§ **Problem to work on**
Repeat every record exactly, but keep images out of the copy.

== Records for this exercise

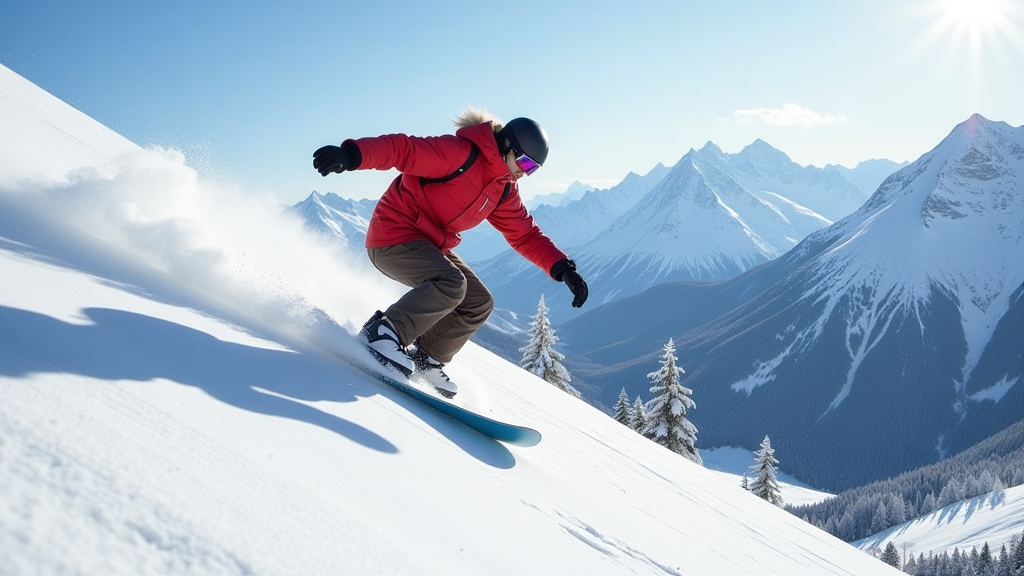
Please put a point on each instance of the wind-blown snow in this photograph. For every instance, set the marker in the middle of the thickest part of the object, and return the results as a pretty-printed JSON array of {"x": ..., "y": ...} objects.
[{"x": 171, "y": 403}]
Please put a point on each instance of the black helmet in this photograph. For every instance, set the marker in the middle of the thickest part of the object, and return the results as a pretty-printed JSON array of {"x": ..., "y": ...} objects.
[{"x": 524, "y": 136}]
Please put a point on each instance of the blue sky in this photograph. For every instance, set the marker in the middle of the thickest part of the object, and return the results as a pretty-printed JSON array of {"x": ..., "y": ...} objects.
[{"x": 249, "y": 89}]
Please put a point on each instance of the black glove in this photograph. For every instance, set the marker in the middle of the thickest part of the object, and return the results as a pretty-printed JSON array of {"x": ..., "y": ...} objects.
[
  {"x": 564, "y": 271},
  {"x": 332, "y": 159}
]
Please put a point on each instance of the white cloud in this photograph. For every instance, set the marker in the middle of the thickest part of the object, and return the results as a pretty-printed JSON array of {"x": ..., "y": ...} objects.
[{"x": 787, "y": 115}]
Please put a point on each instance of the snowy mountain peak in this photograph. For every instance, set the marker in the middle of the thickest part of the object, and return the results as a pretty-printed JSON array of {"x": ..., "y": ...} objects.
[{"x": 764, "y": 155}]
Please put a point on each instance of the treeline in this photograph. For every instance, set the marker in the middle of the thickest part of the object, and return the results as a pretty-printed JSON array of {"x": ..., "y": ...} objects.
[
  {"x": 991, "y": 465},
  {"x": 1009, "y": 561}
]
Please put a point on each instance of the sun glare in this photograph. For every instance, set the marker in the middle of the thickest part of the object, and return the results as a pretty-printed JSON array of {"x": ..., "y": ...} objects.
[{"x": 976, "y": 23}]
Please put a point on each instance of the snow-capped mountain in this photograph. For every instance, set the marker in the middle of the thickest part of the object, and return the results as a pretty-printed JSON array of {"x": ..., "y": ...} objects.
[
  {"x": 761, "y": 168},
  {"x": 570, "y": 223},
  {"x": 713, "y": 216},
  {"x": 172, "y": 403},
  {"x": 867, "y": 174},
  {"x": 994, "y": 519},
  {"x": 576, "y": 191},
  {"x": 889, "y": 339},
  {"x": 338, "y": 217}
]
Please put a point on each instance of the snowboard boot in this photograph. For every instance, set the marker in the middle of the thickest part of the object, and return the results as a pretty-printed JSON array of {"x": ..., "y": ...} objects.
[
  {"x": 432, "y": 372},
  {"x": 381, "y": 338}
]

====

§ **Answer to the exercise**
Please put a point on each instance of the wind-blown snow in this photograph. For every instance, set the marker in the middle of the thickest part of the object, and return the results as a pretty-printed JSON array of {"x": ..., "y": ...} objects.
[{"x": 171, "y": 403}]
Please put a point on each instance of the black helmet in this photograph. For every instance, set the marker in the middle of the thickest part of the object, and return the results as a pretty-printed JSON array of {"x": ..., "y": ...} objects.
[{"x": 524, "y": 136}]
Please put a point on each instance of the blue sky in this photograph. For every instance, set the marker in the middle of the thickest part of the object, and return the results as a pretty-printed JSON array of {"x": ..., "y": ...} objects.
[{"x": 249, "y": 89}]
Please put a point on each instance of the black glove in this photograph. For every instance, set the marker in the middle of the thickest part of the object, and return the results as a pretty-printed JSON array of {"x": ..., "y": ...} objects.
[
  {"x": 564, "y": 271},
  {"x": 332, "y": 159}
]
Please put a point on each instance of the white cloud in this photograph. For every instance, set the marker in the middle of the thickest part of the object, and return the results as a pretty-printed JSON array of {"x": ..., "y": ...} objects.
[{"x": 787, "y": 115}]
Please put a point on each instance of the snowy mountain peak in this photograph. For every instance, set the marker in the middle of the thickest part of the object, and return the results as a pretty-printed JSON array of {"x": ..., "y": ...} objects.
[{"x": 764, "y": 155}]
Please put a point on each instance of the treeline in this photograph. For every instance, set the marker in the middle of the thickest part of the object, and return the results as a pretty-printed JSON array of {"x": ..., "y": ...} objects.
[
  {"x": 991, "y": 465},
  {"x": 1009, "y": 561}
]
Please put a point on each instance of the sun glare in this photograph. For every instance, set the marker in the middle of the thickest part of the object, and return the results as a pretty-printed JSON array of {"x": ..., "y": ...} objects.
[{"x": 976, "y": 23}]
Please put a point on each instance of the snow-capped mountain in this photograph. For every instance, set the marker in the middle of the thickest part of the object, and return the results as a pretty-printed JSON array of {"x": ..., "y": ...} objects.
[
  {"x": 761, "y": 168},
  {"x": 570, "y": 223},
  {"x": 713, "y": 216},
  {"x": 172, "y": 403},
  {"x": 867, "y": 174},
  {"x": 994, "y": 519},
  {"x": 576, "y": 191},
  {"x": 889, "y": 339},
  {"x": 338, "y": 217}
]
Please put a point on each instance of the snowboard boot in this photograph. For every instance, set the marker in the middle of the thickest part of the object, and return the results as a pretty-printed JSON array of {"x": ..., "y": ...} objects.
[
  {"x": 432, "y": 372},
  {"x": 381, "y": 338}
]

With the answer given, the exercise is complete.